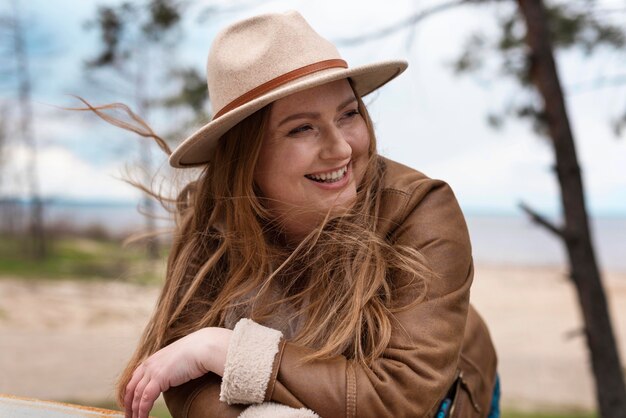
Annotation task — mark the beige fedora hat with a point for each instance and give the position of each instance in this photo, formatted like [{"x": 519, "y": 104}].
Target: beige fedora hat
[{"x": 264, "y": 58}]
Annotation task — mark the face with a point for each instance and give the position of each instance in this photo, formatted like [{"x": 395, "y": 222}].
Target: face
[{"x": 313, "y": 156}]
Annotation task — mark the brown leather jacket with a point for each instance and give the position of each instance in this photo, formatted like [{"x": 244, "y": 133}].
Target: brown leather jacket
[{"x": 449, "y": 344}]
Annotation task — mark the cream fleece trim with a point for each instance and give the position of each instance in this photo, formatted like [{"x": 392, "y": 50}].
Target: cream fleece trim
[
  {"x": 276, "y": 410},
  {"x": 249, "y": 362}
]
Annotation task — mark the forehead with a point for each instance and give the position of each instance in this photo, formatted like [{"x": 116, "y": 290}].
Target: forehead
[{"x": 314, "y": 99}]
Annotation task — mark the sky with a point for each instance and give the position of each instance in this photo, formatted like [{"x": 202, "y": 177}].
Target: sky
[{"x": 428, "y": 118}]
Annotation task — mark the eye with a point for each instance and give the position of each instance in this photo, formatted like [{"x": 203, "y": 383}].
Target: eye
[
  {"x": 350, "y": 114},
  {"x": 300, "y": 130}
]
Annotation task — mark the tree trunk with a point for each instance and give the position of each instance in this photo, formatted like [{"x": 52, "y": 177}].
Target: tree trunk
[
  {"x": 610, "y": 389},
  {"x": 36, "y": 227}
]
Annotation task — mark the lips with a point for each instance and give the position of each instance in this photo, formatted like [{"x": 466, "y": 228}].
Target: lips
[{"x": 332, "y": 176}]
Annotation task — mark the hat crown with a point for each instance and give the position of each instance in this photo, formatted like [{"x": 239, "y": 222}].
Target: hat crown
[{"x": 255, "y": 51}]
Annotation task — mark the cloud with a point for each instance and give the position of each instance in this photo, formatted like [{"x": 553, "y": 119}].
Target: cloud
[{"x": 62, "y": 174}]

» Brief:
Transcribe each entry above without alteration, but keep the pictures out.

» Written response:
Annotation task — mark the beige fedora hat with a point for each instance and give the position of each instance in this photo, formatted like [{"x": 519, "y": 104}].
Target: beige fedora hat
[{"x": 264, "y": 58}]
Annotation task — mark the face with a point for each instance and give the position of each instance in this photo, formatted like [{"x": 395, "y": 222}].
Target: face
[{"x": 313, "y": 156}]
Annotation task — mark the brown leather jacket with a point for each instance and give the position of each instance in this photo, formatted like [{"x": 244, "y": 133}].
Target: brown leather jacket
[{"x": 449, "y": 344}]
Annotation task — mark the cream fleece trim with a point for each instance and give the position of each instance in this photo, formatted like [{"x": 392, "y": 50}].
Target: cream fleece trim
[
  {"x": 276, "y": 410},
  {"x": 249, "y": 362}
]
Annotation task — mark the forehead with a point for each instance and give the position of each instance in this photo, formatted like [{"x": 116, "y": 290}].
Target: forehead
[{"x": 314, "y": 99}]
Annotation task — mark the sky with a point for each instance and give the position of each instance in this photo, formatted like [{"x": 202, "y": 177}].
Target: sky
[{"x": 428, "y": 118}]
Annotation task — mark the eye with a point for each instance and give the position of each instance in this photo, formatted like [{"x": 203, "y": 383}].
Target: eye
[
  {"x": 350, "y": 114},
  {"x": 300, "y": 130}
]
Annotation task — mark the tree trunk with a point for each instance and give the position of each instance in this photo, formatted like [{"x": 52, "y": 177}].
Target: tree trunk
[
  {"x": 610, "y": 389},
  {"x": 36, "y": 227}
]
Annotation task — mark the lips with a point for each instance and give the position of each instance in this photo, formatted like [{"x": 466, "y": 228}].
Target: lips
[{"x": 332, "y": 176}]
Annotation task — mark the hat crown with a point for each instance and give the position of each instance in this photo, formatted like [{"x": 239, "y": 222}].
Target: hat crown
[{"x": 255, "y": 51}]
Annotation task — mark the cloud with a point for each instance and give the position of each instance in this photo, formatted like [{"x": 553, "y": 119}].
Target: cloud
[{"x": 62, "y": 174}]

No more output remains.